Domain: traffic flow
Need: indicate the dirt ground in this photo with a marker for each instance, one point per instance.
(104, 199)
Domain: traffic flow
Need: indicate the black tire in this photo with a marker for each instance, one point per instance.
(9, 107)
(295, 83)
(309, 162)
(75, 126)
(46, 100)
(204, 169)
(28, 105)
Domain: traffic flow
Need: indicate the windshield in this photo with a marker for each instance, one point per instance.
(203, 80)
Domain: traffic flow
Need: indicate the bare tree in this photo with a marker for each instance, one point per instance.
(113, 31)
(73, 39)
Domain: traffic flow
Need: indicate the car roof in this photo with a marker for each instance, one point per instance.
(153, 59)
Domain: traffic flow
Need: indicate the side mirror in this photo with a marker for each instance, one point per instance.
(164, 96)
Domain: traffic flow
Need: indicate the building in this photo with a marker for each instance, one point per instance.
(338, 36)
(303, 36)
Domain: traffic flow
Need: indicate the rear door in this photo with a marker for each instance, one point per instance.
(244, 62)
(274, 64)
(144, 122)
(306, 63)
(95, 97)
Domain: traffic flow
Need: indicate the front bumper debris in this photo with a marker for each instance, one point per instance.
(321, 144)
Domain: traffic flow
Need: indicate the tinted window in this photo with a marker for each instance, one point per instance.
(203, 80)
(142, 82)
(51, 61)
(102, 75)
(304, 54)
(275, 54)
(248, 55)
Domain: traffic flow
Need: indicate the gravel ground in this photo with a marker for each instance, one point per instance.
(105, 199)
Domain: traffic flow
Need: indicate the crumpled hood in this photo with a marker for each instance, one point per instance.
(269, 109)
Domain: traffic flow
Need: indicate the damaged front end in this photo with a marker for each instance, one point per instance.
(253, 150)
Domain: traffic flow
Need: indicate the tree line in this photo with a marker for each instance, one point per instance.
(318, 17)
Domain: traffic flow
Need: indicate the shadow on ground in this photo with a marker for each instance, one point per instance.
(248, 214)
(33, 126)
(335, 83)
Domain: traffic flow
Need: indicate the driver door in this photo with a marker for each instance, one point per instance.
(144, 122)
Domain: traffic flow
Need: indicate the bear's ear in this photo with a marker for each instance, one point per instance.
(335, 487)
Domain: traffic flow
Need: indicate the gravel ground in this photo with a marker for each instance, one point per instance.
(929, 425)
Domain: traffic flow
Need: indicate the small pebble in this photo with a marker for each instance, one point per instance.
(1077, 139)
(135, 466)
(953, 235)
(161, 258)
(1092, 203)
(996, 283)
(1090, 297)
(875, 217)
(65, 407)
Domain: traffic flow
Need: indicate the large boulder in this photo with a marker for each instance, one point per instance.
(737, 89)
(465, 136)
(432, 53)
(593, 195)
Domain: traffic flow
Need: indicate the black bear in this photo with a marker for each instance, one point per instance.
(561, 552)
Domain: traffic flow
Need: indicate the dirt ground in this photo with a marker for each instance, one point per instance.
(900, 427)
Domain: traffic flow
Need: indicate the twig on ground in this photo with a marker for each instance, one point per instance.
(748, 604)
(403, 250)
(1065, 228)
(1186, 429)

▶ _About this exercise_
Retype the data. Every line must match the original exactly.

▶ _Task solution_
Domain: traffic flow
Need: indicate the dirt ground in this photo with a marker for each instance, one point per instance.
(104, 199)
Domain: traffic flow
Need: indicate the black tire in this photo with a marker for each instance, one point per instance.
(9, 107)
(295, 83)
(309, 162)
(75, 126)
(46, 100)
(204, 169)
(28, 105)
Domain: traffic flow
Need: indicate the windshield in this photo with a marker for each instance, one point per instance.
(203, 80)
Domain: traffic flow
Need: indicate the bare tree in this photo with a marker for each instance, one point per instance.
(113, 31)
(73, 39)
Domain: traffic flow
Need: indicate the car roof in this photo with a marker for each instance, one point per instance.
(153, 59)
Domain: traffic flow
Need: indicate the side mirror in this photo with a marker for each instance, one point per instance.
(164, 96)
Domain: traffic flow
Need: indicate the building in this photo with a marker for each instance, one point per instance.
(338, 36)
(303, 36)
Domain: traffic flow
Need: indicate the rear door in this photo with a marker for each instance, one point per instance.
(244, 62)
(274, 64)
(144, 122)
(306, 63)
(95, 97)
Domain: traffic flow
Need: indicate the front bumper debris in this photo with a marker for each instance, one point per instance.
(321, 144)
Domain: traffic flow
Need: indicate the tinted window in this photo with a marker for each instance, one point per instance.
(203, 80)
(142, 82)
(51, 61)
(102, 75)
(304, 54)
(275, 54)
(248, 55)
Domain: traffic flow
Need: indicate the gravel ground in this photo with a marker for each instance, one point per instance.
(105, 199)
Domain: traffic flow
Need: indicate the crumpled hood in this photo with a marker for each instance, one point per instance.
(269, 109)
Domain: traffic flow
Need: indicate the damaged front end in this photo with a marker for each instance, one point per instance.
(253, 150)
Domain: traffic flow
Need: indicate the tree line in this photo with a marker for each instance, one point per instance.
(318, 17)
Domain: traffic flow
Need: indicate the shadow on ground in this photo with a marker for each instance, one point per instance.
(248, 214)
(33, 126)
(335, 83)
Domain: traffic flow
Need: indicate the driver door in this photo with a marker for each instance, one point per instance.
(144, 122)
Domain: traffic flow
Need: indicate the bear's ear in this photo with a marker for each instance, one point per instance.
(335, 487)
Domain: traffic flow
Need: indicate the gravel ground in this photo with a marker for each instance, one point per instance.
(929, 425)
Domain: traffic flow
Need: indicate the small pebble in this photo with a marker for each instance, one point per instance.
(1077, 139)
(135, 466)
(953, 235)
(161, 258)
(1092, 203)
(996, 283)
(1090, 297)
(875, 217)
(65, 407)
Domain: traffic flow
Need: indicate the large boulder in this photo with a marker for each instance, one point per instance.
(737, 89)
(465, 136)
(432, 53)
(593, 195)
Domain: traffic flow
Need: indicate the black bear in this photo with a marker for each instance, one point per instance.
(561, 552)
Domain: traffic flow
Need: indicate the dirt ground in this photo with a marker for each instance, one point per instance.
(900, 427)
Domain: traffic flow
Need: indicate the twig on ground in this photo with a marker for each instance, one point per instance.
(748, 604)
(403, 250)
(1065, 228)
(1186, 429)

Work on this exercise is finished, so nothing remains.